▸ **PROMPT**
Reproduce word for word the part of the items below that runs from their beginning through the line containing "A sample in", with that line included. Leave the pictures out of your answer.

++++ INPUT

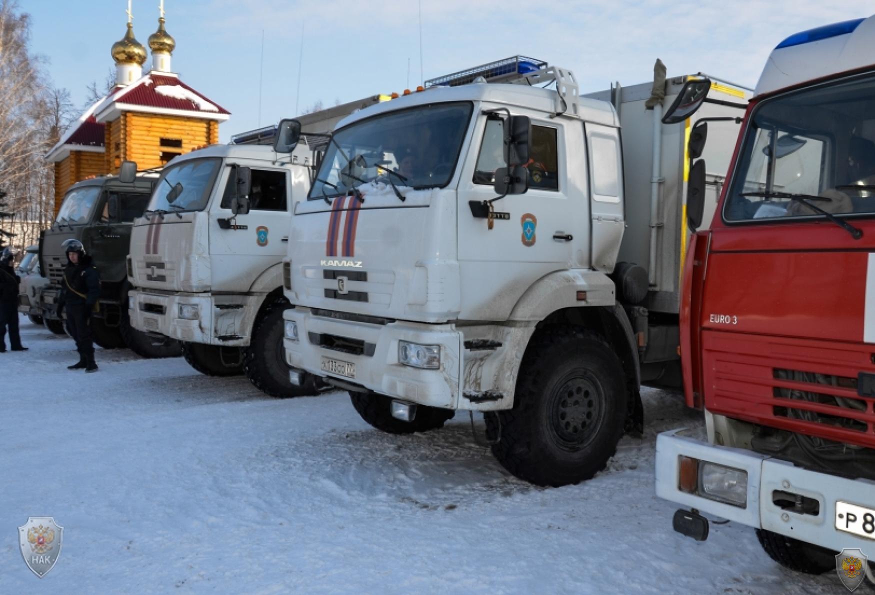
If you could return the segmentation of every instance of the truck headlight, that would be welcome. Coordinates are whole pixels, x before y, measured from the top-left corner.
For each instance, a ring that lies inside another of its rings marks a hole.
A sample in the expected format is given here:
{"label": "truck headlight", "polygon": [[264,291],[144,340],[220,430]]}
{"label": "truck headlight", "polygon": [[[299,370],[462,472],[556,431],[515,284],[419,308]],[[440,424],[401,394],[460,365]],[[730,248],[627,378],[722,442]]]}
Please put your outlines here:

++++++++

▸ **FINAL RESULT**
If you could return the segmentation of every instance of the truck headlight, that would be welcome. Coordinates are whole pixels, x before y, measured from the top-left corner.
For each instance, a ring that lies inside another of its rings marks a hole.
A sample in the expected format is given here:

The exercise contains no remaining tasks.